● REQUIRED WORK
Reproduce every line of the material below in full, shifting each coordinate in the answers up by 25.

● Coordinate annotation entries
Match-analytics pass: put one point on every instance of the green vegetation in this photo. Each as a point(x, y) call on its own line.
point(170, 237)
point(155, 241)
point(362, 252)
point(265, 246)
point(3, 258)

● ANSWER TO THIS TASK
Match-analytics pass: put one point on every instance of the green vegetation in this photo. Each as a point(x, y) call on its own line.
point(195, 262)
point(180, 266)
point(387, 277)
point(290, 271)
point(28, 283)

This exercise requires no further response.